* **Instruction a**:
Please list every feature checked off under "Features" in the HermesMQ README that follows.

# HermesMQ
The simple af, performant, durable Kafka-like **Raft-replicated message queue**.
Status: **in production**
## Features
- [x] Easy, fast cluster setup — **client-driven bootstrap** (cluster forms from the node list the client supplies)
- [x] Ordered message log per topic (Kafka-like), payloads replicated through Raft
- [x] Consumer groups — one consumer per message within a group; fan-out across groups
- [x] Two consume styles — server **push** (`subscribe`, no client loop) or **pull** (`poll`, long-poll)

* **Instruction b**:
Count the lines in the records below that contain the string "race". Give only the number.

* **Extracted records**:
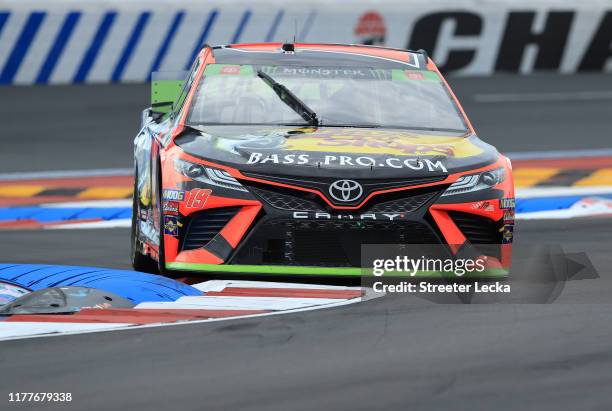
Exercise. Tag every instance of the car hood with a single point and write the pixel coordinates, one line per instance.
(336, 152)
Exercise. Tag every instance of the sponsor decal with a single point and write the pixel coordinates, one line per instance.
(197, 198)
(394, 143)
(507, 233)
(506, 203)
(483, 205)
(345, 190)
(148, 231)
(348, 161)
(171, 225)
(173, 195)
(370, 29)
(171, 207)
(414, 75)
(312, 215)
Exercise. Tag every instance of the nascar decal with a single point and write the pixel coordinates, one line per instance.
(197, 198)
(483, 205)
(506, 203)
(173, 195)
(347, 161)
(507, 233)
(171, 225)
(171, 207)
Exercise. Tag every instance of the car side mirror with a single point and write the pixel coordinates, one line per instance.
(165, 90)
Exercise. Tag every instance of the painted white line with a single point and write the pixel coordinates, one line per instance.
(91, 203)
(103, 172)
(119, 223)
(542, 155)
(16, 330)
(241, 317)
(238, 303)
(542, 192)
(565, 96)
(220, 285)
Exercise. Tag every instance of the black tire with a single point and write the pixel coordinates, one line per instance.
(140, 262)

==

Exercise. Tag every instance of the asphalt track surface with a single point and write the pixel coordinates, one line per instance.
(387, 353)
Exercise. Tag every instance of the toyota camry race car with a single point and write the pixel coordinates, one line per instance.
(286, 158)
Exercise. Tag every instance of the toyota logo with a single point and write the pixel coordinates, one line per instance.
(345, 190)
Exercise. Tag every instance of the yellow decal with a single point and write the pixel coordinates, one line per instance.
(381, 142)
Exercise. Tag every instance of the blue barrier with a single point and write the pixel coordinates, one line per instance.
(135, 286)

--

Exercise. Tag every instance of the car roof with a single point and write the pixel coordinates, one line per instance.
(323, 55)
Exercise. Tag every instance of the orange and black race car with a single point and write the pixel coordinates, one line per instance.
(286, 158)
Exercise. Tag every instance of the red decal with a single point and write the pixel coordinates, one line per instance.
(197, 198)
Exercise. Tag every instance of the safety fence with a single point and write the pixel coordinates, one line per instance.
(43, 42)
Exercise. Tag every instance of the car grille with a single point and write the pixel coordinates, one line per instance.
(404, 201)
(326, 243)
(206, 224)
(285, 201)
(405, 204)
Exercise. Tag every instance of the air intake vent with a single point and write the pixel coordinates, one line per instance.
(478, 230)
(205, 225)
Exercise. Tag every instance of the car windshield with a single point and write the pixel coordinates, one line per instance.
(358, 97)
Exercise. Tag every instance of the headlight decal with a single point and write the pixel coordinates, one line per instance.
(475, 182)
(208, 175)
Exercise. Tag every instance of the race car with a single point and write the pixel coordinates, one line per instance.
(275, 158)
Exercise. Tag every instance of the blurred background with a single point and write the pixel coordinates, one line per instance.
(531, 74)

* **Correct result a**:
- Easy, fast cluster setup: client-driven bootstrap (cluster forms from the node list the client supplies)
- Ordered message log per topic (Kafka-like), payloads replicated through Raft
- Consumer groups: one consumer per message within a group; fan-out across groups
- Two consume styles: server push (`subscribe`, no client loop) or pull (`poll`, long-poll)

* **Correct result b**:
3